Masa-masa indah bulan madu kami berlalu begitu cepat, berakhir bersama habisnya masa cuti suami yang hanya 10 hari. Suamiku adalah orang yang sangat bertanggungjawab. Dia termasuk orang yang sangat tekun dengan pekerjaannya. Bahkan tak jarang hatiku menjerit memohon sedikit perhatian darinya. Tapi semua kukubur hanya dalam hatiku saja.

Ilustrasi./Copyright pixabay.com/jeremywongweddings

Tak jarang pula aku tergugu di sudut ranjang memandang wajahnya yang lelap karena kelelahan. Oh, seperti inikah dirimu yang sesungguhnya? Sungguh bukan seperti ini lelaki yang kukenal dulu. Bukan pernikahan seperti ini yang kuimpikan. Dan aku semakin merasa kesepian setiap kali dirinya menghabiskan waktu libur dengan kesibukannya sendiri. Seolah aku tak ada artinya.

Seringkali aku mengalah saat perhatiannya teralih oleh game, komik ataupun acara televisi favoritnya. Dalam hatiku merutuki, seandainya dulu aku tidak berhenti bekerja mungkin aku tidak akan merasa kesepian seperti ini. Aku akan sering bertemu dengan orang-orang baru, memiliki banyak waktu bersama teman-temanku dan banyak aktivitas lainnya yang kulakukan di luar sana. Tidak terbelenggu oleh kesunyian yang seperti merantai setiap langkahku.
____________________
▶ **SOAL TUGAS A**
Tuliskan kembali bagian kutipan teks, mulai dari "Seringkali aku mengalah" terus sampai "merantai setiap langkahku.".

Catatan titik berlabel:
____________________
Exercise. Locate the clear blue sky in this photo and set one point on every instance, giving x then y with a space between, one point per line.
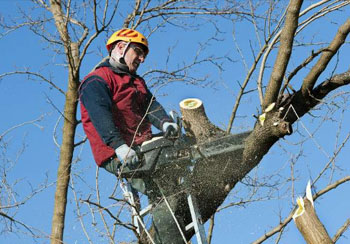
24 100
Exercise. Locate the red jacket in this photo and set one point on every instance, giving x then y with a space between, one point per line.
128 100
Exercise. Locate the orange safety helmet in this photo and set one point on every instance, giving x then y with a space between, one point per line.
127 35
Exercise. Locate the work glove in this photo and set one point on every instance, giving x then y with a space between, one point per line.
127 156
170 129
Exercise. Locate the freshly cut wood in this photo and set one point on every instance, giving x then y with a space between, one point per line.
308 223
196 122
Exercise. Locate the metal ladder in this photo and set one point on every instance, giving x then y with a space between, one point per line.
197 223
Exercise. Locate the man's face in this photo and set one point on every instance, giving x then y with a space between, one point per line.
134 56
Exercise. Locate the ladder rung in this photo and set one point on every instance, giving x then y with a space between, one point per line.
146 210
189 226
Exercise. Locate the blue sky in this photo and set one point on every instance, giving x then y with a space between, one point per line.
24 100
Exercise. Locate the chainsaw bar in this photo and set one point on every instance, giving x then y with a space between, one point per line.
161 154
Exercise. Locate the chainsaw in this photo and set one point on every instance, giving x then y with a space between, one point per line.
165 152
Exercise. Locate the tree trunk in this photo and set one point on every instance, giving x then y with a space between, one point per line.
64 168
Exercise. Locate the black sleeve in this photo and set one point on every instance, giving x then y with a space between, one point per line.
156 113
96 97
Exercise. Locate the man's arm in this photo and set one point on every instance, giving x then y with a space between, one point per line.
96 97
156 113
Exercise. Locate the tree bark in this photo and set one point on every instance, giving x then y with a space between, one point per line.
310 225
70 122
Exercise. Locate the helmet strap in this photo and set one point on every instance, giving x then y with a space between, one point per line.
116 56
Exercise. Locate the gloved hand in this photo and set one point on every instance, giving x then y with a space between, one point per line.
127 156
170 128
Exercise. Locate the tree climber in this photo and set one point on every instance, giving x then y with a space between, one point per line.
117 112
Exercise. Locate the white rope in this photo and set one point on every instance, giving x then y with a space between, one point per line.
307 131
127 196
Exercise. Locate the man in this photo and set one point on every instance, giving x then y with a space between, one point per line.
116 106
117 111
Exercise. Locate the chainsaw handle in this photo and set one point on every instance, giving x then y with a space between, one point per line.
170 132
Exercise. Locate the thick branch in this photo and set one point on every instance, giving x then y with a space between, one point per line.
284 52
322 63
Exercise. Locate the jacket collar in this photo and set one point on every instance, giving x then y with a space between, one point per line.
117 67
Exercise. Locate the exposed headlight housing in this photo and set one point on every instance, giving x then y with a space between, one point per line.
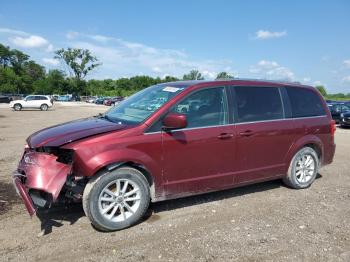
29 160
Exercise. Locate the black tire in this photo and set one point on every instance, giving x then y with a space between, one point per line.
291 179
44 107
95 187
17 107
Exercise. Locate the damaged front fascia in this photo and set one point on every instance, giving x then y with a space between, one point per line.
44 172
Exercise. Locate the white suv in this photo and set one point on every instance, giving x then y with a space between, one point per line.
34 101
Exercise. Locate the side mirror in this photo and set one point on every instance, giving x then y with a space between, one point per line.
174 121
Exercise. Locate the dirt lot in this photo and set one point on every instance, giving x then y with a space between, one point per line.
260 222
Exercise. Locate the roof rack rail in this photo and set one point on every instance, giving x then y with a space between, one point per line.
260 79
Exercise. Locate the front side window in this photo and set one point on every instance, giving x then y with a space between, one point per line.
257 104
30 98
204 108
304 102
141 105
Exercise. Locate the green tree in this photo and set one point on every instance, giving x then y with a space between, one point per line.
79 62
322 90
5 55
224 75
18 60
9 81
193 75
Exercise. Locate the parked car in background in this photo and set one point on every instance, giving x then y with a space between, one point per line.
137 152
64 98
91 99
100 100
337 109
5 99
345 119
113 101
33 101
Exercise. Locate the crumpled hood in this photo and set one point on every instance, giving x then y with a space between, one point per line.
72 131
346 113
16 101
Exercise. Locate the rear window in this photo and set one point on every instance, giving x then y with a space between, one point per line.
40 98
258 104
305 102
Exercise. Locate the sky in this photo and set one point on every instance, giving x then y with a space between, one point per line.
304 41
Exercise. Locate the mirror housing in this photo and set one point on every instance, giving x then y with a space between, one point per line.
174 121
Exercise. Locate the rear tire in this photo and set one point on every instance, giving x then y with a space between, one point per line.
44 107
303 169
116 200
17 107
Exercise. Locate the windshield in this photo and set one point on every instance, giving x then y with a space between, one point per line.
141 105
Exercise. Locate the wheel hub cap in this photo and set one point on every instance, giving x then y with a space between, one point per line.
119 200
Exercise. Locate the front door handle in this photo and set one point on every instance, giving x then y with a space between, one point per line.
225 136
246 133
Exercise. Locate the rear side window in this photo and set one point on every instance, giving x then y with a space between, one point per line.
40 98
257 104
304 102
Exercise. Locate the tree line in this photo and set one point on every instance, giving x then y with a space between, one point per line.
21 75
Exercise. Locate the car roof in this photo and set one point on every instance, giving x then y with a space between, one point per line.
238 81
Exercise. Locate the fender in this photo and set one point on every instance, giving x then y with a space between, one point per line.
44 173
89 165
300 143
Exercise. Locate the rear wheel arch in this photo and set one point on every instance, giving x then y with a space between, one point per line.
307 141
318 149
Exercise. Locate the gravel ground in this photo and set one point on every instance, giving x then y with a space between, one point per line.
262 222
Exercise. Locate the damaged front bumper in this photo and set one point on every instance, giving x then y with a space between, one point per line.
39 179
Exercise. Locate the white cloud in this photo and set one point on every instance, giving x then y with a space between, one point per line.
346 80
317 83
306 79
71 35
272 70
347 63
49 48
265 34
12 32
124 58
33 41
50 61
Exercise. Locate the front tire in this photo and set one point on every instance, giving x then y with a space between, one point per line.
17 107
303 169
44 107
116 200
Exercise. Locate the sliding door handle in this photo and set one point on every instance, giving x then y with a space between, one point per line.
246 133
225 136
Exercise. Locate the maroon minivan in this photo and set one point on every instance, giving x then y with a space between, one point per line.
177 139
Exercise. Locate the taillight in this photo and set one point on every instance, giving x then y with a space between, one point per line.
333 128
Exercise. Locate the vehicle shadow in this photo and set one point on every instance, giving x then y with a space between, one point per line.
____________________
▶ **SOAL TUGAS B**
Di daftar di atas, ganti "Locate" menjadi "Find" pada baris-baris mulai dari baris yang memuat "Exercise. Locate the rear side" terus sampai akhir daftar, lalu tuliskan hanya baris-baris itu dengan bagian lain tetap sama.

▶ **JAWABAN TUGAS A**
Seringkali aku mengalah saat perhatiannya teralih oleh game, komik ataupun acara televisi favoritnya. Dalam hatiku merutuki, seandainya dulu aku tidak berhenti bekerja mungkin aku tidak akan merasa kesepian seperti ini. Aku akan sering bertemu dengan orang-orang baru, memiliki banyak waktu bersama teman-temanku dan banyak aktivitas lainnya yang kulakukan di luar sana. Tidak terbelenggu oleh kesunyian yang seperti merantai setiap langkahku.

▶ **JAWABAN TUGAS B**
Exercise. Find the rear side window in this photo and set one point on every instance, giving x then y with a space between, one point per line.
40 98
257 104
304 102
Exercise. Find the tree line in this photo and set one point on every instance, giving x then y with a space between, one point per line.
21 75
Exercise. Find the car roof in this photo and set one point on every instance, giving x then y with a space between, one point per line.
238 81
Exercise. Find the fender in this photo and set one point on every instance, giving x then y with a space between, one point per line.
44 173
89 165
300 143
Exercise. Find the rear wheel arch in this photo and set one point on every instance, giving x then y with a space between, one point per line.
307 141
318 149
Exercise. Find the gravel ground in this photo and set one point on every instance, giving x then y with a space between, one point per line.
262 222
Exercise. Find the damaged front bumper in this photo and set one point on every instance, giving x then y with a space between, one point per line.
39 179
Exercise. Find the white cloud in this photo and set one point on every instance, giving x then y with a space between, one point per line.
346 80
317 83
306 79
71 35
272 70
347 63
49 48
265 34
12 32
124 58
33 41
50 61
Exercise. Find the front tire in this photo and set one point on every instance, giving x then y with a space between, one point per line.
17 107
303 169
44 107
116 200
Exercise. Find the sliding door handle in this photo and set one point on every instance, giving x then y with a space between, one point per line.
246 133
225 136
Exercise. Find the maroon minivan in this photo and set one point on every instance, giving x then y with a space between, one point per line.
177 139
Exercise. Find the taillight in this photo and set one point on every instance, giving x then y with a space between, one point per line.
333 128
Exercise. Find the vehicle shadow in this photo and set one point on every instance, giving x then y with a space between, one point per line.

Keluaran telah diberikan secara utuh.